Image annotation data:
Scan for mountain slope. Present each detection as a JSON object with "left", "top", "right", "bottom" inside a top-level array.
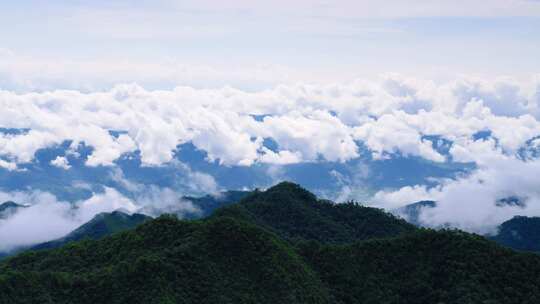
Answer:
[
  {"left": 491, "top": 216, "right": 540, "bottom": 252},
  {"left": 394, "top": 201, "right": 437, "bottom": 226},
  {"left": 301, "top": 230, "right": 540, "bottom": 304},
  {"left": 30, "top": 211, "right": 151, "bottom": 250},
  {"left": 0, "top": 183, "right": 540, "bottom": 304},
  {"left": 214, "top": 182, "right": 416, "bottom": 243},
  {"left": 182, "top": 190, "right": 251, "bottom": 219},
  {"left": 0, "top": 201, "right": 27, "bottom": 220},
  {"left": 0, "top": 216, "right": 331, "bottom": 304}
]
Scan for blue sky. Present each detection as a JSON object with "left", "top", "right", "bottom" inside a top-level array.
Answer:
[
  {"left": 0, "top": 0, "right": 540, "bottom": 251},
  {"left": 0, "top": 0, "right": 540, "bottom": 88}
]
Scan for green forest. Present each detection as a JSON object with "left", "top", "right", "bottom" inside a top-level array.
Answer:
[{"left": 0, "top": 183, "right": 540, "bottom": 304}]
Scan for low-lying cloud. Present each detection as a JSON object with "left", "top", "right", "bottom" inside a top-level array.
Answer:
[
  {"left": 0, "top": 75, "right": 540, "bottom": 235},
  {"left": 0, "top": 186, "right": 200, "bottom": 252}
]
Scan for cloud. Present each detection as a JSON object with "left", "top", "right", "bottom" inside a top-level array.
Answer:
[
  {"left": 0, "top": 188, "right": 136, "bottom": 251},
  {"left": 0, "top": 74, "right": 540, "bottom": 232},
  {"left": 374, "top": 145, "right": 540, "bottom": 234},
  {"left": 0, "top": 75, "right": 540, "bottom": 170},
  {"left": 51, "top": 156, "right": 71, "bottom": 170},
  {"left": 0, "top": 185, "right": 205, "bottom": 252}
]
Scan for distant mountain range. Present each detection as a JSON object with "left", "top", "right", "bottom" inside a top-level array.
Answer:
[
  {"left": 0, "top": 201, "right": 28, "bottom": 220},
  {"left": 0, "top": 183, "right": 540, "bottom": 304},
  {"left": 394, "top": 201, "right": 540, "bottom": 253},
  {"left": 30, "top": 211, "right": 152, "bottom": 250}
]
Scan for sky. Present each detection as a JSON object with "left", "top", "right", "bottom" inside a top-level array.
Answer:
[
  {"left": 0, "top": 0, "right": 540, "bottom": 90},
  {"left": 0, "top": 0, "right": 540, "bottom": 251}
]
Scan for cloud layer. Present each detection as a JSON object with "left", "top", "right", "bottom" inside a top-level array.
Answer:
[{"left": 0, "top": 75, "right": 540, "bottom": 239}]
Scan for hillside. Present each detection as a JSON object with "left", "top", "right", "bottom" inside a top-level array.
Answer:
[
  {"left": 491, "top": 216, "right": 540, "bottom": 252},
  {"left": 301, "top": 230, "right": 540, "bottom": 304},
  {"left": 0, "top": 183, "right": 540, "bottom": 304},
  {"left": 182, "top": 190, "right": 251, "bottom": 219},
  {"left": 0, "top": 216, "right": 331, "bottom": 304},
  {"left": 30, "top": 211, "right": 151, "bottom": 250},
  {"left": 0, "top": 201, "right": 27, "bottom": 220},
  {"left": 214, "top": 182, "right": 416, "bottom": 243},
  {"left": 394, "top": 201, "right": 437, "bottom": 226}
]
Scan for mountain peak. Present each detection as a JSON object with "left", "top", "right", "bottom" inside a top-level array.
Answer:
[{"left": 214, "top": 182, "right": 416, "bottom": 244}]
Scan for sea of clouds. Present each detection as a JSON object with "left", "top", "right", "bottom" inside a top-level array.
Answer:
[{"left": 0, "top": 75, "right": 540, "bottom": 249}]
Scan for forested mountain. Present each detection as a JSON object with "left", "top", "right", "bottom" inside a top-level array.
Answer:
[
  {"left": 0, "top": 201, "right": 27, "bottom": 220},
  {"left": 214, "top": 182, "right": 415, "bottom": 243},
  {"left": 182, "top": 190, "right": 251, "bottom": 219},
  {"left": 394, "top": 201, "right": 540, "bottom": 253},
  {"left": 394, "top": 201, "right": 437, "bottom": 226},
  {"left": 31, "top": 211, "right": 151, "bottom": 250},
  {"left": 491, "top": 216, "right": 540, "bottom": 253},
  {"left": 0, "top": 183, "right": 540, "bottom": 304}
]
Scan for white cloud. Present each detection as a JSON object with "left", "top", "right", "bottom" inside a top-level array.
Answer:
[
  {"left": 0, "top": 185, "right": 206, "bottom": 252},
  {"left": 0, "top": 75, "right": 540, "bottom": 166},
  {"left": 51, "top": 156, "right": 71, "bottom": 170}
]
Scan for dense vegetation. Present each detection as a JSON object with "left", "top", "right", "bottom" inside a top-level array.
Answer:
[
  {"left": 0, "top": 183, "right": 540, "bottom": 304},
  {"left": 0, "top": 201, "right": 26, "bottom": 220},
  {"left": 182, "top": 190, "right": 250, "bottom": 219},
  {"left": 214, "top": 182, "right": 416, "bottom": 244},
  {"left": 0, "top": 217, "right": 329, "bottom": 304},
  {"left": 32, "top": 211, "right": 151, "bottom": 250},
  {"left": 492, "top": 216, "right": 540, "bottom": 252}
]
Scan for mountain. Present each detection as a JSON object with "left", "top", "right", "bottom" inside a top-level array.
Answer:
[
  {"left": 491, "top": 216, "right": 540, "bottom": 253},
  {"left": 182, "top": 190, "right": 251, "bottom": 218},
  {"left": 30, "top": 211, "right": 151, "bottom": 250},
  {"left": 394, "top": 201, "right": 437, "bottom": 226},
  {"left": 0, "top": 201, "right": 27, "bottom": 220},
  {"left": 301, "top": 229, "right": 540, "bottom": 304},
  {"left": 214, "top": 182, "right": 416, "bottom": 243},
  {"left": 0, "top": 183, "right": 540, "bottom": 304},
  {"left": 0, "top": 216, "right": 331, "bottom": 304},
  {"left": 394, "top": 201, "right": 540, "bottom": 252}
]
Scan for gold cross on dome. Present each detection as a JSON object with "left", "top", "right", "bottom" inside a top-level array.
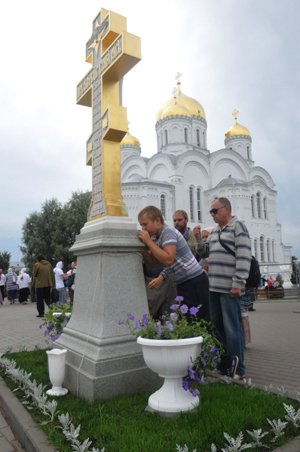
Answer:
[
  {"left": 232, "top": 109, "right": 239, "bottom": 121},
  {"left": 76, "top": 8, "right": 141, "bottom": 221}
]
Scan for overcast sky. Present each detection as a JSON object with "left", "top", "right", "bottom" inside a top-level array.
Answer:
[{"left": 0, "top": 0, "right": 300, "bottom": 260}]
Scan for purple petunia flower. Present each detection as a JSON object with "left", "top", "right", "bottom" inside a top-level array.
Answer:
[
  {"left": 170, "top": 312, "right": 178, "bottom": 322},
  {"left": 188, "top": 366, "right": 195, "bottom": 380},
  {"left": 190, "top": 306, "right": 199, "bottom": 315},
  {"left": 180, "top": 304, "right": 189, "bottom": 314},
  {"left": 182, "top": 380, "right": 189, "bottom": 391},
  {"left": 175, "top": 295, "right": 184, "bottom": 301},
  {"left": 190, "top": 389, "right": 200, "bottom": 397}
]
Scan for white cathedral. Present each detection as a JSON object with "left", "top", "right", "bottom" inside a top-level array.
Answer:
[{"left": 121, "top": 77, "right": 291, "bottom": 278}]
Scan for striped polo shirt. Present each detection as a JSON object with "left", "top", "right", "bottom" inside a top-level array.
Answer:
[
  {"left": 196, "top": 217, "right": 251, "bottom": 293},
  {"left": 152, "top": 224, "right": 203, "bottom": 284}
]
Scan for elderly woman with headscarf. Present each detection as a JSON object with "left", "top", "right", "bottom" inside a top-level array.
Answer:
[
  {"left": 53, "top": 261, "right": 68, "bottom": 303},
  {"left": 6, "top": 268, "right": 18, "bottom": 304},
  {"left": 0, "top": 268, "right": 6, "bottom": 304},
  {"left": 17, "top": 268, "right": 31, "bottom": 303}
]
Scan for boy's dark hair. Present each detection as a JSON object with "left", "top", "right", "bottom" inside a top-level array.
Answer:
[
  {"left": 173, "top": 210, "right": 189, "bottom": 220},
  {"left": 138, "top": 206, "right": 165, "bottom": 224},
  {"left": 217, "top": 198, "right": 231, "bottom": 212}
]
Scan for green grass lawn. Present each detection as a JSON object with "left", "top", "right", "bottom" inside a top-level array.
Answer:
[{"left": 0, "top": 350, "right": 300, "bottom": 452}]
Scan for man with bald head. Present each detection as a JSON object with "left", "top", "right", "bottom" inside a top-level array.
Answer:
[{"left": 193, "top": 198, "right": 251, "bottom": 379}]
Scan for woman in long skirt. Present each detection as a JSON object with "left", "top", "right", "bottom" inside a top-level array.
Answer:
[{"left": 17, "top": 268, "right": 31, "bottom": 303}]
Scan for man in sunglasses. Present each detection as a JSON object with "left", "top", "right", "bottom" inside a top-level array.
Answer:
[{"left": 193, "top": 198, "right": 251, "bottom": 379}]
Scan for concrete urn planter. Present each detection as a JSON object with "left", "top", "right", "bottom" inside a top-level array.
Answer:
[{"left": 137, "top": 336, "right": 203, "bottom": 414}]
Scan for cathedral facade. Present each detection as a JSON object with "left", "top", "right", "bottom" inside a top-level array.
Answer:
[{"left": 121, "top": 80, "right": 291, "bottom": 268}]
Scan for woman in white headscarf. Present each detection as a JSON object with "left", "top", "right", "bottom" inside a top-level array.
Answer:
[
  {"left": 53, "top": 261, "right": 68, "bottom": 303},
  {"left": 17, "top": 268, "right": 31, "bottom": 303}
]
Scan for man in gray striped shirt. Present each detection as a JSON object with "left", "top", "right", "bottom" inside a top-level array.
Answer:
[{"left": 193, "top": 198, "right": 251, "bottom": 379}]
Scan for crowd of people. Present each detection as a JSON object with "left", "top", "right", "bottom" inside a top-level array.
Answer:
[
  {"left": 0, "top": 260, "right": 77, "bottom": 317},
  {"left": 0, "top": 198, "right": 260, "bottom": 379}
]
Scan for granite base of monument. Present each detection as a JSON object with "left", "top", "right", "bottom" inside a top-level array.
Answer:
[{"left": 55, "top": 217, "right": 163, "bottom": 400}]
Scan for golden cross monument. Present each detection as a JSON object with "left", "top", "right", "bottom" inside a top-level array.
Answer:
[
  {"left": 76, "top": 8, "right": 141, "bottom": 221},
  {"left": 232, "top": 108, "right": 239, "bottom": 122}
]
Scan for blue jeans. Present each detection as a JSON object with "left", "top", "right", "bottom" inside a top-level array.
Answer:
[{"left": 209, "top": 292, "right": 245, "bottom": 375}]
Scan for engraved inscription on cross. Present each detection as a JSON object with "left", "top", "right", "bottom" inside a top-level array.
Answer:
[{"left": 76, "top": 8, "right": 141, "bottom": 221}]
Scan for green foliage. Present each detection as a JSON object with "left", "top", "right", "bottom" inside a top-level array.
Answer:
[
  {"left": 0, "top": 350, "right": 299, "bottom": 452},
  {"left": 40, "top": 302, "right": 73, "bottom": 344},
  {"left": 20, "top": 192, "right": 91, "bottom": 271},
  {"left": 0, "top": 251, "right": 11, "bottom": 273}
]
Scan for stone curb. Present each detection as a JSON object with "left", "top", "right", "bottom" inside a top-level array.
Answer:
[
  {"left": 0, "top": 372, "right": 300, "bottom": 452},
  {"left": 0, "top": 378, "right": 59, "bottom": 452},
  {"left": 208, "top": 372, "right": 300, "bottom": 452}
]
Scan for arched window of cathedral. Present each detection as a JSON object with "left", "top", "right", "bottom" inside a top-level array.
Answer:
[
  {"left": 254, "top": 239, "right": 258, "bottom": 259},
  {"left": 196, "top": 129, "right": 200, "bottom": 147},
  {"left": 197, "top": 187, "right": 202, "bottom": 221},
  {"left": 189, "top": 187, "right": 194, "bottom": 221},
  {"left": 256, "top": 192, "right": 261, "bottom": 218},
  {"left": 267, "top": 239, "right": 271, "bottom": 262},
  {"left": 184, "top": 127, "right": 187, "bottom": 143},
  {"left": 259, "top": 236, "right": 265, "bottom": 262},
  {"left": 263, "top": 198, "right": 268, "bottom": 218},
  {"left": 160, "top": 195, "right": 166, "bottom": 218},
  {"left": 251, "top": 195, "right": 255, "bottom": 218}
]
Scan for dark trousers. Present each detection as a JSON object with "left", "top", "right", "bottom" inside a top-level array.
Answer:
[
  {"left": 176, "top": 272, "right": 232, "bottom": 370},
  {"left": 35, "top": 287, "right": 51, "bottom": 315}
]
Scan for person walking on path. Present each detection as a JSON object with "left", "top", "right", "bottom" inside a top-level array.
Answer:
[
  {"left": 53, "top": 261, "right": 68, "bottom": 303},
  {"left": 32, "top": 254, "right": 55, "bottom": 317},
  {"left": 193, "top": 198, "right": 251, "bottom": 379},
  {"left": 6, "top": 268, "right": 18, "bottom": 304},
  {"left": 17, "top": 268, "right": 31, "bottom": 303}
]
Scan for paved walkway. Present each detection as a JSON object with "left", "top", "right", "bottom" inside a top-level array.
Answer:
[{"left": 0, "top": 300, "right": 300, "bottom": 452}]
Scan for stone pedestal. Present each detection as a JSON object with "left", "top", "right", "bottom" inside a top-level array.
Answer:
[{"left": 55, "top": 217, "right": 163, "bottom": 400}]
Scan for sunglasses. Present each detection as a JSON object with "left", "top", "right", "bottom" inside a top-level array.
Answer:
[{"left": 209, "top": 206, "right": 226, "bottom": 215}]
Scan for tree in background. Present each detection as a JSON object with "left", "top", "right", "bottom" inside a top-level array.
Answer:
[
  {"left": 20, "top": 192, "right": 91, "bottom": 271},
  {"left": 0, "top": 251, "right": 11, "bottom": 273}
]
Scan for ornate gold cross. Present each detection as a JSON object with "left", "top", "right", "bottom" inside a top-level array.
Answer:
[{"left": 76, "top": 8, "right": 141, "bottom": 221}]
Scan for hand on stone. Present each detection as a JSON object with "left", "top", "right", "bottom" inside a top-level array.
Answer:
[
  {"left": 139, "top": 229, "right": 152, "bottom": 245},
  {"left": 148, "top": 275, "right": 164, "bottom": 289},
  {"left": 230, "top": 287, "right": 242, "bottom": 298},
  {"left": 193, "top": 224, "right": 201, "bottom": 238}
]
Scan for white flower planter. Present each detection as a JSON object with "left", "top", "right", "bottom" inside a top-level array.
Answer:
[
  {"left": 137, "top": 336, "right": 203, "bottom": 413},
  {"left": 46, "top": 348, "right": 68, "bottom": 396}
]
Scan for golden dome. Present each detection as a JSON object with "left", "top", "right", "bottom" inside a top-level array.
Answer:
[
  {"left": 161, "top": 99, "right": 191, "bottom": 119},
  {"left": 177, "top": 85, "right": 205, "bottom": 119},
  {"left": 156, "top": 74, "right": 205, "bottom": 122},
  {"left": 225, "top": 110, "right": 251, "bottom": 139},
  {"left": 120, "top": 130, "right": 141, "bottom": 147}
]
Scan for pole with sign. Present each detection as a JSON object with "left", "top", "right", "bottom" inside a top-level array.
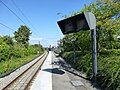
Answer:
[{"left": 57, "top": 12, "right": 97, "bottom": 76}]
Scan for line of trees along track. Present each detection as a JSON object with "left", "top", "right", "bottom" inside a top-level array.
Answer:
[
  {"left": 0, "top": 25, "right": 44, "bottom": 76},
  {"left": 59, "top": 0, "right": 120, "bottom": 90}
]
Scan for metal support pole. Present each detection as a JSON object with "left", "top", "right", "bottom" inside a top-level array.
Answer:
[
  {"left": 91, "top": 28, "right": 97, "bottom": 77},
  {"left": 73, "top": 41, "right": 75, "bottom": 63}
]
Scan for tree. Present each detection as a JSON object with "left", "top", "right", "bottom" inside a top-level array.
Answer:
[
  {"left": 14, "top": 25, "right": 31, "bottom": 45},
  {"left": 2, "top": 36, "right": 14, "bottom": 46}
]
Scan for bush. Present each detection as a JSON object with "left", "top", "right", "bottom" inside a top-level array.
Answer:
[{"left": 62, "top": 49, "right": 120, "bottom": 90}]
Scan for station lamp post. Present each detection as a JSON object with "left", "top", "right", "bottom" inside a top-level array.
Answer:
[{"left": 57, "top": 12, "right": 97, "bottom": 76}]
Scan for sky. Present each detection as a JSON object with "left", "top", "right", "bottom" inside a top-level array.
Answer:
[{"left": 0, "top": 0, "right": 94, "bottom": 47}]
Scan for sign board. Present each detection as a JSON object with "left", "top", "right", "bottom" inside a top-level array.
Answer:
[{"left": 57, "top": 12, "right": 96, "bottom": 34}]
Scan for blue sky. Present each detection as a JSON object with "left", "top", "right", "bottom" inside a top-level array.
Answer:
[{"left": 0, "top": 0, "right": 94, "bottom": 46}]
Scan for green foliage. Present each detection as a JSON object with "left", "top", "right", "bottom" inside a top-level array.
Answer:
[{"left": 0, "top": 26, "right": 44, "bottom": 75}]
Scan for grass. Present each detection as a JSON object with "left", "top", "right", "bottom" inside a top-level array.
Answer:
[{"left": 0, "top": 54, "right": 42, "bottom": 76}]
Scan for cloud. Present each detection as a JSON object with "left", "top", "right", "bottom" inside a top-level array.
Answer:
[{"left": 30, "top": 37, "right": 43, "bottom": 41}]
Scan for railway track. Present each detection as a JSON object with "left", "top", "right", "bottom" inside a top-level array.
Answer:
[{"left": 0, "top": 52, "right": 48, "bottom": 90}]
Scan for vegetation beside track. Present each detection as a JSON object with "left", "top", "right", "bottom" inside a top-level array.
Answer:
[
  {"left": 0, "top": 26, "right": 44, "bottom": 76},
  {"left": 61, "top": 50, "right": 120, "bottom": 90}
]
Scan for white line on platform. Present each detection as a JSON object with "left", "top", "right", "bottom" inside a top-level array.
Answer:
[{"left": 30, "top": 52, "right": 52, "bottom": 90}]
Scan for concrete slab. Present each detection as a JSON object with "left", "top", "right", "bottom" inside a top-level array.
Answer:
[{"left": 30, "top": 52, "right": 52, "bottom": 90}]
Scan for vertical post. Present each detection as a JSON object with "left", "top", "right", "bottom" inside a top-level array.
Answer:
[
  {"left": 91, "top": 28, "right": 97, "bottom": 77},
  {"left": 73, "top": 41, "right": 75, "bottom": 63}
]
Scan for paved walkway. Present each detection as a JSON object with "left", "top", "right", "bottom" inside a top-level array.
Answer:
[
  {"left": 31, "top": 52, "right": 98, "bottom": 90},
  {"left": 30, "top": 52, "right": 52, "bottom": 90}
]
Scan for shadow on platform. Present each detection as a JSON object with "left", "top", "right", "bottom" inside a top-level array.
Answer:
[{"left": 42, "top": 68, "right": 65, "bottom": 75}]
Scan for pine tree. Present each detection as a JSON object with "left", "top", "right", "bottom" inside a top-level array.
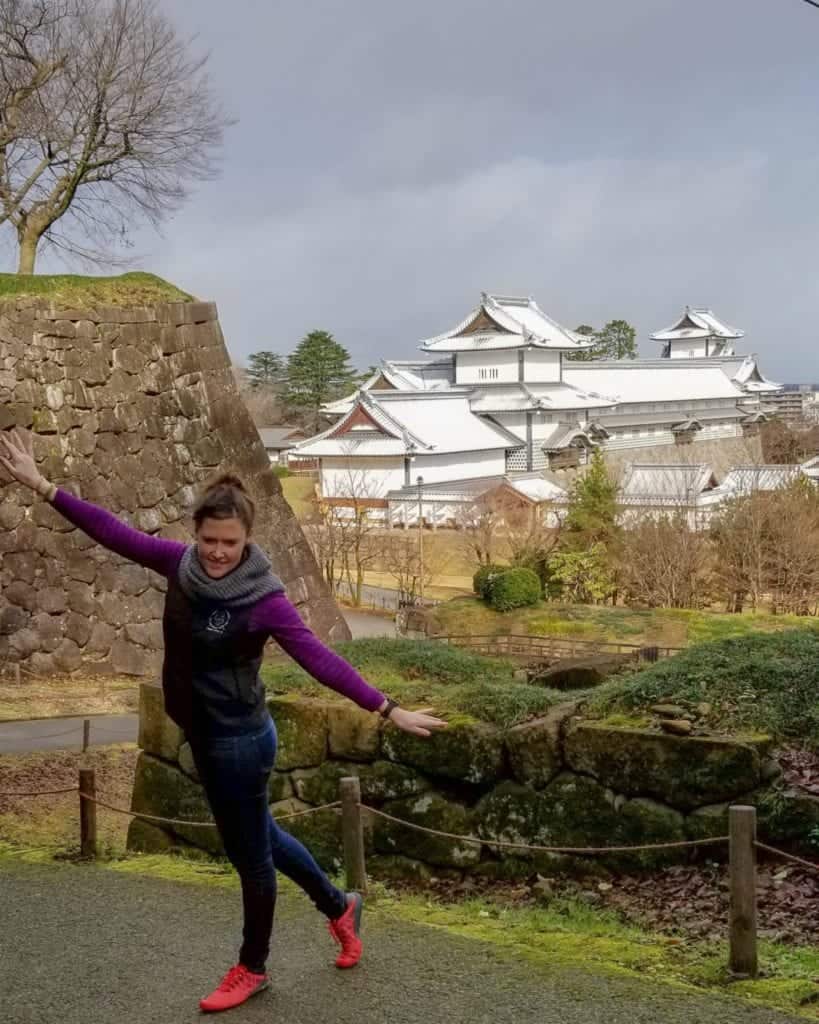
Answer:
[
  {"left": 285, "top": 331, "right": 355, "bottom": 427},
  {"left": 563, "top": 449, "right": 617, "bottom": 547},
  {"left": 245, "top": 352, "right": 285, "bottom": 387}
]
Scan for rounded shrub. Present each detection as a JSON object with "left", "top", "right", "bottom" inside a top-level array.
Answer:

Prompt: Extract exactly the lines above from the line containing "Scan for shadow" through the last one, both ends included, but not the pictures.

Exercise result:
Scan for shadow on platform. Present each detection as a JSON object with "left", "top", "right", "bottom" inside a top-level array.
Answer:
[{"left": 42, "top": 68, "right": 65, "bottom": 75}]
Scan for pine tree. Present each detection as a JSON object with "left", "top", "right", "bottom" inside a top-level array.
Answer:
[
  {"left": 285, "top": 331, "right": 355, "bottom": 427},
  {"left": 563, "top": 449, "right": 617, "bottom": 547},
  {"left": 245, "top": 352, "right": 285, "bottom": 387}
]
Scan for rounded shrub. Present each detection as a JSON object with "left", "top", "right", "bottom" inside a top-level array.
Answer:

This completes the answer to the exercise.